» **Set task**:
From the text on memory virtualization, output the stretch from "Both of these" through "complicated and slower." word for word.

» **Selection**:
For paravirtualized operating system kernels, the memory operations requiring VMM cooperation are performed as explicit requests to the VMM. In hardware-assisted virtualization the situation is more complicated: the VMM has to second-guess the operations performed by the guest domain operating system kernel and mimic the operation. The VMM has to maintain a so-called shadow page table, which is the page table that is actually used by the CPU, instead of the CPU’s own page table.

Both of these approaches incur significant costs. Every operation of the guest domain operating system kernel that deals with memory allocation becomes measurably slower. The very latest versions of the x86 and x86-64 processors include more hardware support for memory, which reduces the overhead of the administration by implementing virtual physical memory in hardware. This approach still involves two sets of page tables, but they complement each other. The guest virtual address is first translated into a host virtual address, which in turn is translated into the real physical address. The schematics in figure 1 show how the two page-table trees work together. (For a detailed explanation of the diagram, see my article What Every Programmer Should Know About Memory.2) This means the address translation becomes more complicated and slower.

A micro-benchmark shows the penalties incurred better than a thousand words. The following program is a simple pointer-chasing program that uses different total amounts of memory:

  struct list {

  struct list *n;

  long pad[NPAD];

};

  void chase(long n) {

  l = start_of_list;

  while (n->0)l = l->n;

This program measures the time it takes to follow the closed list along the pointers. (More on this program, the data structure, the data that can be gathered with it, and other memory-related information can be found in my previously mentioned article). The result, shown in figure 2, is a graph showing the slowdown the same program incurs when running in a virtual guest domain as compared with running the code without virtualization.

Each of the graphs has two distinct areas: where the data caches of the processor are sufficient to hold the data the program needs, the slowdown is close to zero; but once the data does not fit in the data caches, the slowdowns grow rapidly. The different processors handle the situation differently as well. On Intel processors virtualization costs about 17 percent in performance, and on AMD processors about 38 percent. (The higher cost for AMD processors in this specific case are likely a result of the specific version of the processor used. In most cases the difference is likely not to be that big.) These are both significant numbers, which can be measured in real life for applications with large memory requirements. This should shake developers awake.

Virtual Memory in Guest Domains

At this point it’s worth going into a few more details about the memory access in guest domains. We distinguish here between two cases: the use of shadow page tables and the use of virtual physical memory. The important events to look at are TLB misses and page faults.

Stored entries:

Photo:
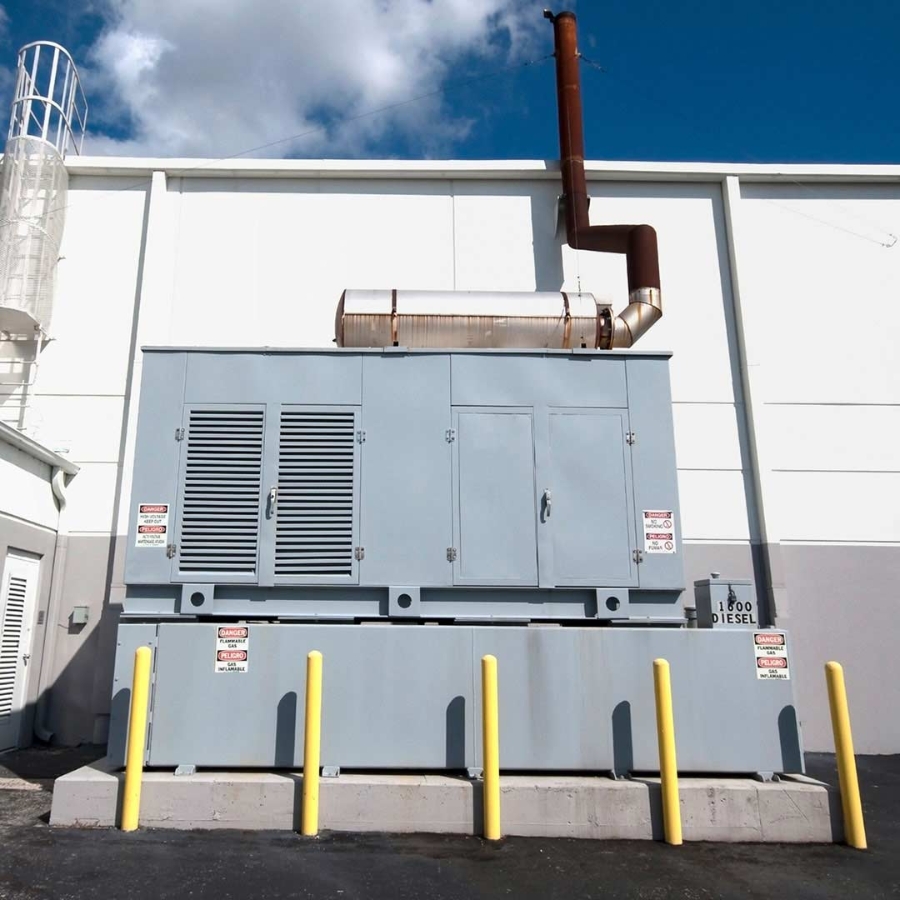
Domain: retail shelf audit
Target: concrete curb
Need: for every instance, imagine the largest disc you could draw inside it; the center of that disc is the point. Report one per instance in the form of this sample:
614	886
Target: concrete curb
713	809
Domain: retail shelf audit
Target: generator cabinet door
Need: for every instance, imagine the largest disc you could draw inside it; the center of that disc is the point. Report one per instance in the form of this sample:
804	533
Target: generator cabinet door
219	494
496	512
588	501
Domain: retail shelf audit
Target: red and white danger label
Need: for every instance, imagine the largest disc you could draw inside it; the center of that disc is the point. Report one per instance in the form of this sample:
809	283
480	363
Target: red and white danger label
232	648
153	525
770	650
659	531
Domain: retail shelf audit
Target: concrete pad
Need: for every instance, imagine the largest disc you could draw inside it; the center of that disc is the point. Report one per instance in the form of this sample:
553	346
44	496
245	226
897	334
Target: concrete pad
713	809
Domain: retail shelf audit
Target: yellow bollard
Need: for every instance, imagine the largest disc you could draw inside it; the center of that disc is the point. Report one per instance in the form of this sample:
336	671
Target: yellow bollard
137	739
854	827
312	744
668	767
490	731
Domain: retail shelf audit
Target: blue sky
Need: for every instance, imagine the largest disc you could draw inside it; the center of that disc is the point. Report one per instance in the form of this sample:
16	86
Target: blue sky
692	80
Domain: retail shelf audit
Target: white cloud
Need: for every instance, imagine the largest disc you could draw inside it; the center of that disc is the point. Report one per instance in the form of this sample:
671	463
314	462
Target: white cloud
217	77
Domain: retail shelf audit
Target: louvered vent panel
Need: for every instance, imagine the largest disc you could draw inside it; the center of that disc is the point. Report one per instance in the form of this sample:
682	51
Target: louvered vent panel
13	623
221	494
314	533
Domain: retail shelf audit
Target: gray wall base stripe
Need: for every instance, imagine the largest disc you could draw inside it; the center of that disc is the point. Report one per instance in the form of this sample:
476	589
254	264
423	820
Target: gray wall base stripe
713	809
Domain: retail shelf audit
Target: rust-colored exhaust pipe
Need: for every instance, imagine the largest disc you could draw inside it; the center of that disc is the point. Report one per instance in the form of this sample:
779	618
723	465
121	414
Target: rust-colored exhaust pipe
637	242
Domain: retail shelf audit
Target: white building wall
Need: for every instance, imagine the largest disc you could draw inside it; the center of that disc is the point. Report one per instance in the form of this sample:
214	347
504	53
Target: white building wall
260	255
820	283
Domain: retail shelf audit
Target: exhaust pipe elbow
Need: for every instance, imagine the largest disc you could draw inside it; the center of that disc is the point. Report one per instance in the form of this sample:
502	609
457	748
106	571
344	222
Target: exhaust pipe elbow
643	311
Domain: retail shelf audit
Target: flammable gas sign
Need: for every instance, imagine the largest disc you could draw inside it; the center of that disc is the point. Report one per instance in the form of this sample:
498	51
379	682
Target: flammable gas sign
770	650
232	648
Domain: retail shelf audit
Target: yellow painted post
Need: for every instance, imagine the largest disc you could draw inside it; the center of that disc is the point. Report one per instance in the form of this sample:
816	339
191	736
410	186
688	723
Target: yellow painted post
309	815
668	767
490	730
137	739
854	826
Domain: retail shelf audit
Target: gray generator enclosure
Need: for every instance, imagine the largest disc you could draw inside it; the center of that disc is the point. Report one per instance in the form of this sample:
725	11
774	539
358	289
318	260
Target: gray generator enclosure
519	503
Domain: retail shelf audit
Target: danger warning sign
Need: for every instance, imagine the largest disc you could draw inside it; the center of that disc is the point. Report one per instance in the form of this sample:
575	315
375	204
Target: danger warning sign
659	531
232	648
770	651
153	525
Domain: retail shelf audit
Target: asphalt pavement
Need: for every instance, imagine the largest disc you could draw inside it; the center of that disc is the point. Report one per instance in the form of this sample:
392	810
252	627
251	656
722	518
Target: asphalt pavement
39	862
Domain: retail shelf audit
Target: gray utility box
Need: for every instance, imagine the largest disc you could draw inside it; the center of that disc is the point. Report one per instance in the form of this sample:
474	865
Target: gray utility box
354	484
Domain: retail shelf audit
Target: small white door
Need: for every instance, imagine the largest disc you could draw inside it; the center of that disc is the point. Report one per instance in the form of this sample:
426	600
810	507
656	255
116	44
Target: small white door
17	599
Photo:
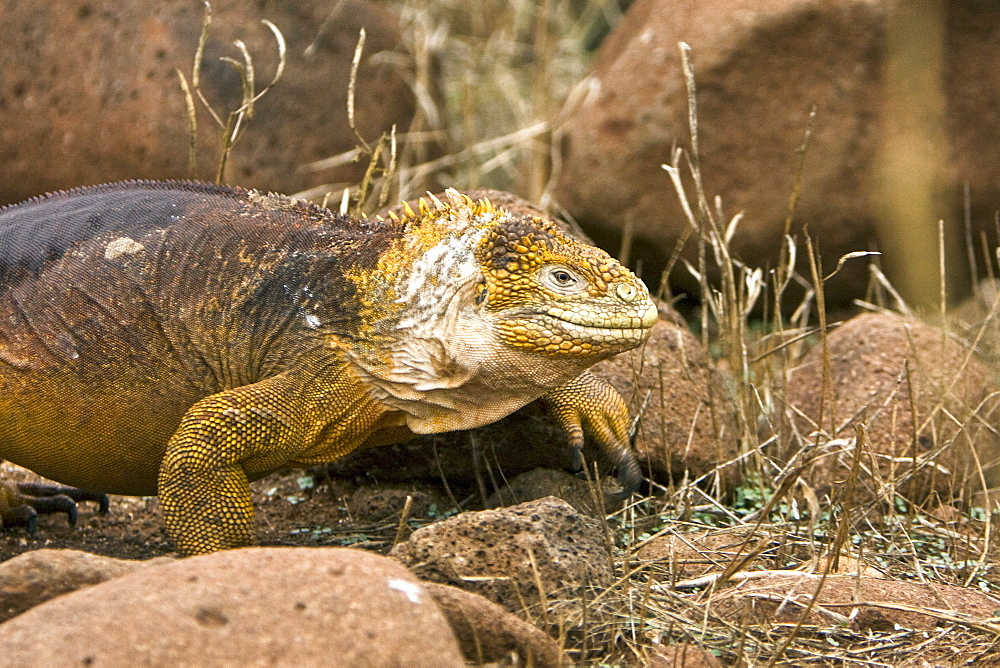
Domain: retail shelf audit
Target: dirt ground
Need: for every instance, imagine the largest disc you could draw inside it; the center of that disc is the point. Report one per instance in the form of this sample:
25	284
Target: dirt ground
292	508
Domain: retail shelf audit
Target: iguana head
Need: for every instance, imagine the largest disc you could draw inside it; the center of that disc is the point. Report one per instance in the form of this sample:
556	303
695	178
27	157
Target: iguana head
474	312
551	294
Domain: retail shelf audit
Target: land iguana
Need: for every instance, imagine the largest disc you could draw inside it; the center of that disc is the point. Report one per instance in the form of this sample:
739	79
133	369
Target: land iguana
184	339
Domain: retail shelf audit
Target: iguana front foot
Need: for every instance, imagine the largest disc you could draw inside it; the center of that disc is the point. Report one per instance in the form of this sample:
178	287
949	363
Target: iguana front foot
590	408
21	503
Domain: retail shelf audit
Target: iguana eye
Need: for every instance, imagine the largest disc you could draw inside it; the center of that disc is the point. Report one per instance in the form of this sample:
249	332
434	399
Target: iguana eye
562	280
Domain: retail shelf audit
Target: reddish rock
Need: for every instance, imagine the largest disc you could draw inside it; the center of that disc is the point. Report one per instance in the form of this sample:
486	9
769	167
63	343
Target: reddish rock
35	577
506	554
272	606
883	368
90	91
760	66
488	633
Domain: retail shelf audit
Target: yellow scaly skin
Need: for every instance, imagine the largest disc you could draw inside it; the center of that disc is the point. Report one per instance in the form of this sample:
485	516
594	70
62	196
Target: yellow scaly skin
184	340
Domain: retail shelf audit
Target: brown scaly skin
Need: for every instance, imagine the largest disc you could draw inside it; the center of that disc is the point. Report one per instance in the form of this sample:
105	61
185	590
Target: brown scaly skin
184	339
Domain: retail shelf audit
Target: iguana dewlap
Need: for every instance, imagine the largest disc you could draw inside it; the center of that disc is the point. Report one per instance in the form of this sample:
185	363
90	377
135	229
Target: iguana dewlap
183	339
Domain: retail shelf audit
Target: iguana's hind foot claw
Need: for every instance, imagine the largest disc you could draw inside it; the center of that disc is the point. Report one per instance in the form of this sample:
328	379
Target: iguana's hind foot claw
21	503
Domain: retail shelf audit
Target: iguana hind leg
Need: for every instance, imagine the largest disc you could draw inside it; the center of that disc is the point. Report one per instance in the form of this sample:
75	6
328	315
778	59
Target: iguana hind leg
227	439
204	487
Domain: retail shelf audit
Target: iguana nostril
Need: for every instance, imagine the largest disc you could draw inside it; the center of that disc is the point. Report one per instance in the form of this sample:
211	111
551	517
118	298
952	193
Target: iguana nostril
626	292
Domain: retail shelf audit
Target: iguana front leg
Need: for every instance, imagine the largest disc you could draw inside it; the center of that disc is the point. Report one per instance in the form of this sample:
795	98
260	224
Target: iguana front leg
229	438
588	406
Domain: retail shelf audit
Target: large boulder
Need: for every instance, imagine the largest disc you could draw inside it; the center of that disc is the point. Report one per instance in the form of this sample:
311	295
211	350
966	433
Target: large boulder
272	606
760	66
525	558
90	91
34	577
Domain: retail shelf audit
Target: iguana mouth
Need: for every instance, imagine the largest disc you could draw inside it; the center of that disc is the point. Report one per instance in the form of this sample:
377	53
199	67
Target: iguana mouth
597	319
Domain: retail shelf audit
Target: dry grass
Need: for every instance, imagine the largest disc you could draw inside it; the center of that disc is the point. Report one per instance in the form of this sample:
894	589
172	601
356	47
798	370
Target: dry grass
493	80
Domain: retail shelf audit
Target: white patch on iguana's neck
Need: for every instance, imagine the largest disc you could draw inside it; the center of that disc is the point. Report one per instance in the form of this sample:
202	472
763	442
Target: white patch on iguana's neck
444	365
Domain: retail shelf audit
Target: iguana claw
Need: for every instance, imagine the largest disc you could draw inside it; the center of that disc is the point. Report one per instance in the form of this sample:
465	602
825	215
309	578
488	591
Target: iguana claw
21	503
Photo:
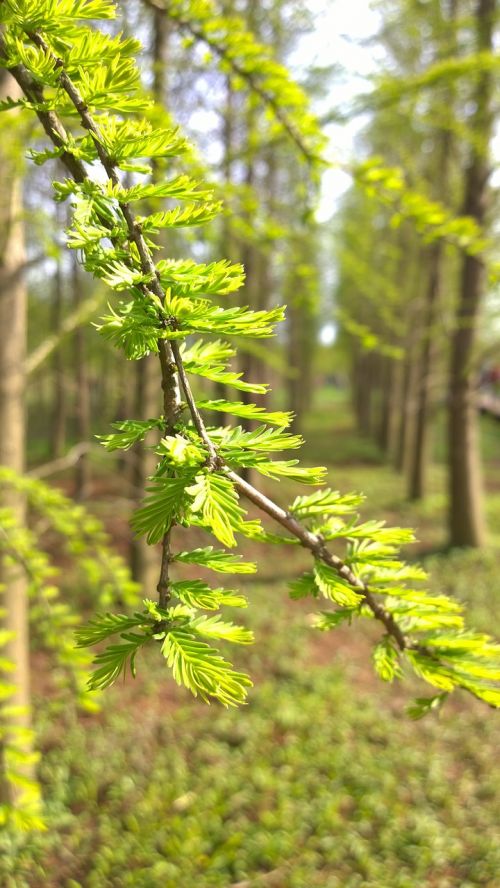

» **Final result**:
Both of these approaches incur significant costs. Every operation of the guest domain operating system kernel that deals with memory allocation becomes measurably slower. The very latest versions of the x86 and x86-64 processors include more hardware support for memory, which reduces the overhead of the administration by implementing virtual physical memory in hardware. This approach still involves two sets of page tables, but they complement each other. The guest virtual address is first translated into a host virtual address, which in turn is translated into the real physical address. The schematics in figure 1 show how the two page-table trees work together. (For a detailed explanation of the diagram, see my article What Every Programmer Should Know About Memory.2) This means the address translation becomes more complicated and slower.